Copy the records from the line with "the white blurred" through the line with "34, 340, 83, 415", keeping the requests unchanged. Shift each bounding-box coordinate in the answers by adding 90.

________________

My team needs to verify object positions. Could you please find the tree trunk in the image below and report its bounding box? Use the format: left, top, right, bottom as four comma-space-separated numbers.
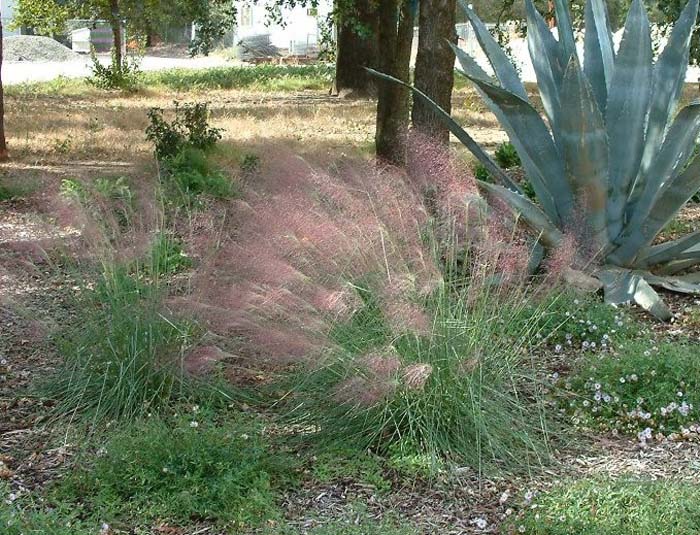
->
375, 0, 415, 166
0, 14, 9, 162
109, 0, 124, 70
411, 0, 457, 145
333, 0, 379, 96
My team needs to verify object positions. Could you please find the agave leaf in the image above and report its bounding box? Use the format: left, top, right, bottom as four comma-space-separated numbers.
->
606, 0, 652, 241
560, 58, 608, 251
467, 76, 573, 224
459, 0, 527, 101
367, 69, 521, 192
641, 157, 700, 253
525, 0, 566, 139
644, 273, 700, 294
477, 180, 564, 247
583, 0, 615, 115
654, 255, 700, 276
639, 231, 700, 267
627, 100, 700, 227
554, 0, 577, 66
597, 268, 672, 321
642, 0, 698, 180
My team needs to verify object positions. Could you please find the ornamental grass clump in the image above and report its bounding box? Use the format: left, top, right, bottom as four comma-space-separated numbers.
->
375, 0, 700, 320
43, 174, 224, 424
178, 144, 576, 469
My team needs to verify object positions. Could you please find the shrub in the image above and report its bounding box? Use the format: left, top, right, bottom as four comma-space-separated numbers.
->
557, 340, 700, 444
0, 175, 39, 202
53, 414, 296, 531
146, 101, 222, 159
495, 142, 520, 169
509, 478, 700, 535
165, 148, 236, 199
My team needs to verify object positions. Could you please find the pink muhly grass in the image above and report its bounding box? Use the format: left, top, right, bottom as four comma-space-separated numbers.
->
355, 347, 401, 380
401, 364, 433, 391
333, 376, 397, 409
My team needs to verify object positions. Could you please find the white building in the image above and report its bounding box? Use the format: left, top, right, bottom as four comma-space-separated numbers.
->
234, 0, 333, 55
0, 0, 19, 36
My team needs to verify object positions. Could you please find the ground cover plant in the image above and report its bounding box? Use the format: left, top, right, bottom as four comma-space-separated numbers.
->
51, 412, 298, 532
511, 478, 700, 535
557, 339, 700, 444
379, 0, 700, 320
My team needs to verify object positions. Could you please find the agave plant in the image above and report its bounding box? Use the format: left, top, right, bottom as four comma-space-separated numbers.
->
375, 0, 700, 319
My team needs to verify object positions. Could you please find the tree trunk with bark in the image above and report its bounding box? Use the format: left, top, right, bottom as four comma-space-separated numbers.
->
109, 0, 124, 70
411, 0, 457, 145
375, 0, 415, 166
0, 14, 9, 162
333, 0, 379, 96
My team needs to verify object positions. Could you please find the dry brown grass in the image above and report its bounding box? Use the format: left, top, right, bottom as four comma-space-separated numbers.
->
5, 80, 697, 196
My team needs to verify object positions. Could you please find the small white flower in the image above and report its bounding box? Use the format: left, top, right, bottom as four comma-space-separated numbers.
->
469, 518, 488, 529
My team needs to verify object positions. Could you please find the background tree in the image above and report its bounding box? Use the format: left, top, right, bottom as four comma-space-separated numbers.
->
375, 0, 416, 166
333, 0, 379, 96
411, 0, 457, 145
14, 0, 236, 62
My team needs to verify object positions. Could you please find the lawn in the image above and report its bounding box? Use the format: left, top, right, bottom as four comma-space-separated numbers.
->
0, 67, 700, 535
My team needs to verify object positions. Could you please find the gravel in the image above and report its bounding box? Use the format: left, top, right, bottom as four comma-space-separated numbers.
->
2, 35, 79, 61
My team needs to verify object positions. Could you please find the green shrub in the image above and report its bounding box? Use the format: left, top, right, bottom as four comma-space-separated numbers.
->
146, 101, 222, 159
52, 414, 296, 528
494, 142, 521, 169
558, 340, 700, 442
88, 50, 142, 93
164, 148, 236, 202
509, 479, 700, 535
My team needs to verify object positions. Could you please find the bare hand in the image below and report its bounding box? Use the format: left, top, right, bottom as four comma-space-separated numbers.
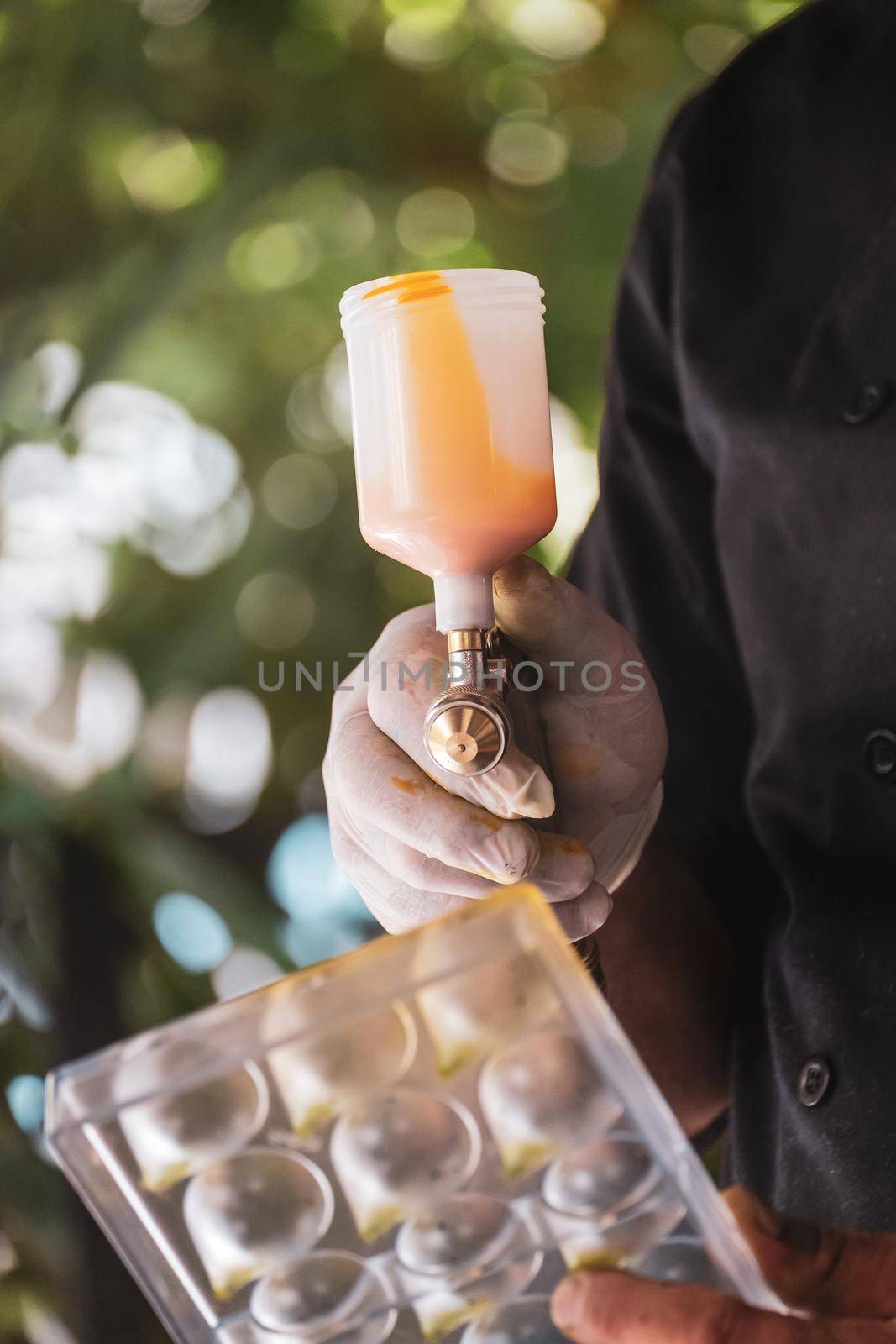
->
552, 1189, 896, 1344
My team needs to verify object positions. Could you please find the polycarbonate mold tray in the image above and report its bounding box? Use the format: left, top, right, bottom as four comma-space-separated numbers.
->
47, 887, 780, 1344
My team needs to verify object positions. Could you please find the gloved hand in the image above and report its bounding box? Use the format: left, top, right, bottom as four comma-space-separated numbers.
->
324, 556, 666, 938
552, 1189, 896, 1344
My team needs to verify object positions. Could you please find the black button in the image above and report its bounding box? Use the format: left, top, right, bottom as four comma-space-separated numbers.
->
844, 383, 889, 425
799, 1055, 831, 1107
865, 728, 896, 784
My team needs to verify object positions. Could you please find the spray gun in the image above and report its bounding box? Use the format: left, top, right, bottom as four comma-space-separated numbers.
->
340, 269, 596, 963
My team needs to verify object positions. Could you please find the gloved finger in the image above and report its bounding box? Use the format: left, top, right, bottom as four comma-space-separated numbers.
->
356, 818, 594, 903
551, 882, 612, 942
325, 712, 542, 890
551, 1270, 859, 1344
331, 813, 464, 932
367, 606, 553, 818
724, 1187, 896, 1320
331, 808, 612, 941
493, 555, 647, 690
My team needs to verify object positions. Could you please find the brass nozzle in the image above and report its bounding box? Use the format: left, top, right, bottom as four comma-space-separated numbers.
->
423, 630, 511, 774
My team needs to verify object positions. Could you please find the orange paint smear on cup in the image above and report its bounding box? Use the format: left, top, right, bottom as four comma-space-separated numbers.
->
361, 270, 555, 574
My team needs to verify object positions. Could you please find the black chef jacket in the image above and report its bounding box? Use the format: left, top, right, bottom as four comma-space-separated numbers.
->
571, 0, 896, 1228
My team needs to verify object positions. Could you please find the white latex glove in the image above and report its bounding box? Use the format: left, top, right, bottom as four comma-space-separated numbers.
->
324, 556, 666, 938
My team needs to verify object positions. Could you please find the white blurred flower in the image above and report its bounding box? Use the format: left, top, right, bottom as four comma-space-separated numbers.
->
184, 687, 273, 833
0, 352, 251, 811
34, 340, 83, 415
0, 652, 143, 791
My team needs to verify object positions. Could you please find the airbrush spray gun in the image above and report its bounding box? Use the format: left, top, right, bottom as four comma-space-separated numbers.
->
340, 270, 595, 978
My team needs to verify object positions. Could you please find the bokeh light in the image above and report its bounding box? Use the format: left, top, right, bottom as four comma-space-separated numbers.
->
184, 687, 273, 833
227, 220, 320, 291
262, 453, 338, 533
118, 128, 222, 213
508, 0, 607, 60
212, 943, 284, 999
7, 1074, 43, 1134
395, 186, 475, 258
556, 106, 629, 168
683, 23, 747, 76
152, 891, 233, 974
485, 113, 569, 186
267, 815, 365, 919
237, 571, 314, 649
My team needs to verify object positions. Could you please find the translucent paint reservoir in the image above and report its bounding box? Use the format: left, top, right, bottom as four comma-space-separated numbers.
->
341, 270, 556, 774
45, 887, 780, 1344
340, 270, 556, 632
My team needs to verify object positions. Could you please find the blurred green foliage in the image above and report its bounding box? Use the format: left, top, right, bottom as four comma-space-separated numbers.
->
0, 0, 795, 1344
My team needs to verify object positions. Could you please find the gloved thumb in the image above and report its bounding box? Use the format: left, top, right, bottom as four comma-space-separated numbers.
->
495, 555, 637, 680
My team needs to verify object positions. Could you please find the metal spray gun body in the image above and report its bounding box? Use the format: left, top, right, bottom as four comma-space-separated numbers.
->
423, 627, 603, 985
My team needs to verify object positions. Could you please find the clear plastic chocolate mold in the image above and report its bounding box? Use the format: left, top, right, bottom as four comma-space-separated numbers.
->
331, 1089, 481, 1242
479, 1031, 622, 1176
269, 992, 417, 1137
461, 1294, 569, 1344
630, 1235, 724, 1288
250, 1252, 396, 1344
45, 887, 783, 1344
395, 1192, 542, 1340
114, 1042, 269, 1191
418, 937, 558, 1077
184, 1147, 333, 1297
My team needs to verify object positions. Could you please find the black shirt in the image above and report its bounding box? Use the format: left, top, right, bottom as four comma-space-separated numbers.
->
571, 0, 896, 1228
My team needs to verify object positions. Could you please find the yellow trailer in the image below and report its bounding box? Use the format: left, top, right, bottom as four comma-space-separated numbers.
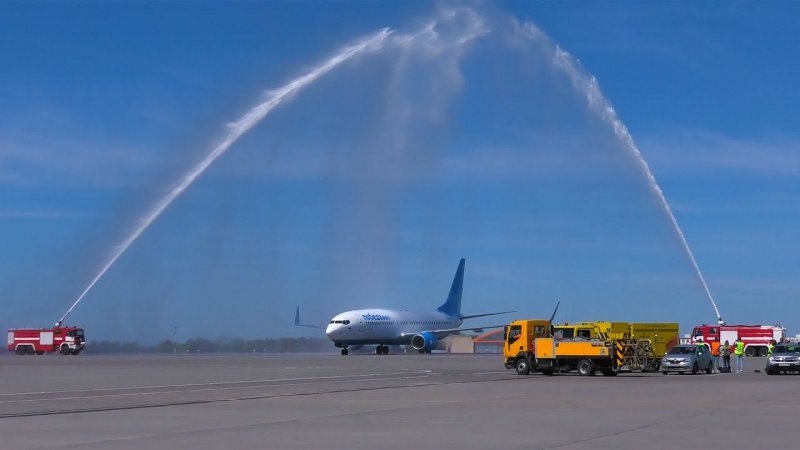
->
503, 320, 652, 376
553, 321, 679, 369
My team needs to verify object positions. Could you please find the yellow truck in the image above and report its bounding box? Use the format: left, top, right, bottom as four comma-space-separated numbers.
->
503, 320, 655, 376
553, 322, 680, 369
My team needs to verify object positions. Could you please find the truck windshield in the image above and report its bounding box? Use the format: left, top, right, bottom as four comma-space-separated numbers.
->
773, 345, 800, 353
669, 347, 695, 355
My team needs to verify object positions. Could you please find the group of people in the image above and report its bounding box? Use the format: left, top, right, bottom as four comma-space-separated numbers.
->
698, 338, 776, 373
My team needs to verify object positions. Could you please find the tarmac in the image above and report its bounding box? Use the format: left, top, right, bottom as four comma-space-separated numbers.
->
0, 354, 800, 450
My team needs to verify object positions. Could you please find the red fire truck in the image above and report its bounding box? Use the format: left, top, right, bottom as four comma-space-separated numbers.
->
692, 325, 786, 356
8, 326, 86, 355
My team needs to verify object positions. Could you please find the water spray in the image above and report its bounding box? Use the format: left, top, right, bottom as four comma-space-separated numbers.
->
536, 38, 725, 325
56, 28, 392, 326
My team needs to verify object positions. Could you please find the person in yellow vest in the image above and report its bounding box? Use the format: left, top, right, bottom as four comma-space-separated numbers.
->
719, 340, 731, 373
733, 338, 744, 373
711, 341, 720, 372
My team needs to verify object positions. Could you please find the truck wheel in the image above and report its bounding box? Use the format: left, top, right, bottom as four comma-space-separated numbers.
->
514, 358, 531, 375
578, 359, 594, 376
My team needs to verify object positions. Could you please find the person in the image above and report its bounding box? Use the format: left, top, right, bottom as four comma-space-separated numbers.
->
711, 340, 720, 372
733, 337, 744, 373
719, 341, 731, 373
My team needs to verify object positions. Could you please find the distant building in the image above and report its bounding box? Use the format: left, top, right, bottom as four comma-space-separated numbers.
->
442, 335, 475, 353
472, 328, 505, 353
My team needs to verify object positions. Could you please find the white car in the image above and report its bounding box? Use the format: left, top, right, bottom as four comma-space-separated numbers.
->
661, 345, 714, 375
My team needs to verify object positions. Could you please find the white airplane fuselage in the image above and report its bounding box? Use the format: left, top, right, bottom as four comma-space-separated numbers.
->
325, 308, 463, 347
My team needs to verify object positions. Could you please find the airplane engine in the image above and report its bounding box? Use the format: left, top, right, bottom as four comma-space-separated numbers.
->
411, 331, 439, 351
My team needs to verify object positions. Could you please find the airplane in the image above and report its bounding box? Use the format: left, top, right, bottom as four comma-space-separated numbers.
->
294, 258, 515, 356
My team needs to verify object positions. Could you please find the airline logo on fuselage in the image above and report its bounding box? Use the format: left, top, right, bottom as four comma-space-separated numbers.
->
361, 314, 390, 321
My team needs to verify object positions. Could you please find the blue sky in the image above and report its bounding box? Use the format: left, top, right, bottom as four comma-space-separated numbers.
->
0, 1, 800, 341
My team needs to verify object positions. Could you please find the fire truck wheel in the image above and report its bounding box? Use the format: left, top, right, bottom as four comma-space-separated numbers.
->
514, 358, 531, 375
578, 359, 594, 376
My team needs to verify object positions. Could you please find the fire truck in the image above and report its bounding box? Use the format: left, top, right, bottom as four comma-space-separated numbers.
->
691, 324, 786, 356
8, 326, 86, 355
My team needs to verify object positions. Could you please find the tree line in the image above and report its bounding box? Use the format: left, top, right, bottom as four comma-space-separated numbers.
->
84, 337, 333, 354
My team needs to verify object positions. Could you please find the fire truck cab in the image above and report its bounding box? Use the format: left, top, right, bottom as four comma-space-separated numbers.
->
7, 327, 86, 355
691, 325, 786, 356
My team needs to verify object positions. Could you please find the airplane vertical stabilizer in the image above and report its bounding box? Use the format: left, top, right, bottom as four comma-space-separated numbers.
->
436, 258, 465, 317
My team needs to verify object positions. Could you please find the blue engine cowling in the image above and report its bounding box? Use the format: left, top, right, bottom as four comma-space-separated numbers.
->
411, 331, 439, 351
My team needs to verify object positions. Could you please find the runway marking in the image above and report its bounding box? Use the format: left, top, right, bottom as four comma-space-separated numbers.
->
0, 369, 436, 403
0, 373, 441, 404
0, 373, 522, 419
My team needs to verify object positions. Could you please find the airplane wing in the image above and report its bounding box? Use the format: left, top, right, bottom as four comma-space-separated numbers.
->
294, 306, 326, 330
400, 325, 505, 339
461, 311, 516, 320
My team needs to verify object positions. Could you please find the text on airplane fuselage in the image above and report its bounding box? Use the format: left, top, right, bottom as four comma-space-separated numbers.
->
361, 314, 390, 321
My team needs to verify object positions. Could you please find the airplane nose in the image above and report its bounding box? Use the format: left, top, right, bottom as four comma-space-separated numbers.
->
325, 324, 341, 338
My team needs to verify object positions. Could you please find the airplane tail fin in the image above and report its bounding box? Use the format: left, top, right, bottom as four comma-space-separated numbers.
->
436, 258, 465, 316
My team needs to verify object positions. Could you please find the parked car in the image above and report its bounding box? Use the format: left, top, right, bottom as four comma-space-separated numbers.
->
661, 344, 714, 375
765, 344, 800, 375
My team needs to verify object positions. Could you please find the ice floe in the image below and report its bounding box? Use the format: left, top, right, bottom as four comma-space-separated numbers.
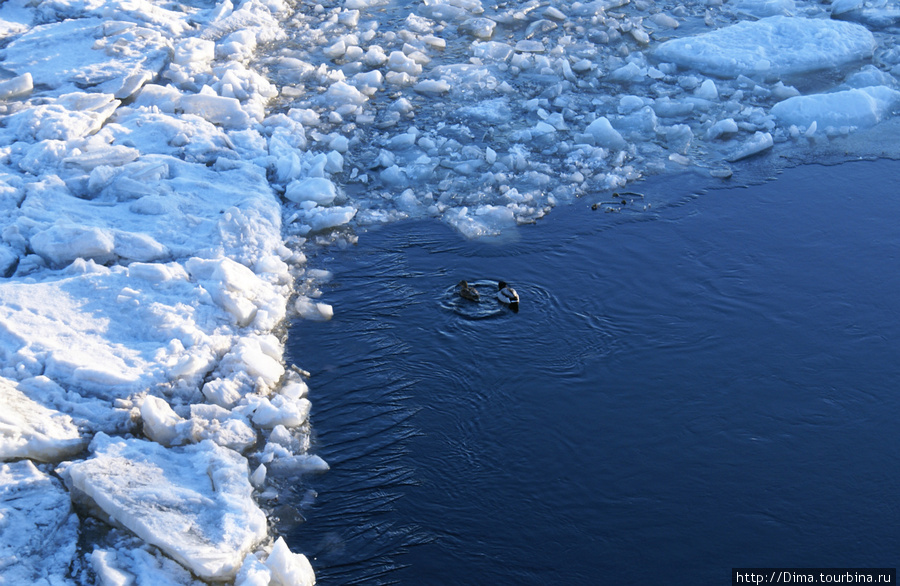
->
0, 0, 900, 584
62, 433, 266, 580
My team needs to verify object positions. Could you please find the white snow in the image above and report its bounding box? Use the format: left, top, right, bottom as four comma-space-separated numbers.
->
62, 433, 266, 580
0, 0, 900, 584
0, 377, 87, 462
655, 16, 876, 78
0, 460, 78, 586
772, 86, 900, 128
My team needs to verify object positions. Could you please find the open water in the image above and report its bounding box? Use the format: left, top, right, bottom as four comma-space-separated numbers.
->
288, 161, 900, 586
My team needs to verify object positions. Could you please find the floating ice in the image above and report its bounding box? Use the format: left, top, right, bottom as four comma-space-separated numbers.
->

________________

> **SOLUTION FOR THIS TASK**:
My team needs to verify object positions. Could you please find the white blurred flower in the image above and report its bounding box? Use the format: left, top, right, bottom as four comma-space-separated numbers.
->
274, 777, 363, 923
90, 442, 341, 901
124, 430, 173, 505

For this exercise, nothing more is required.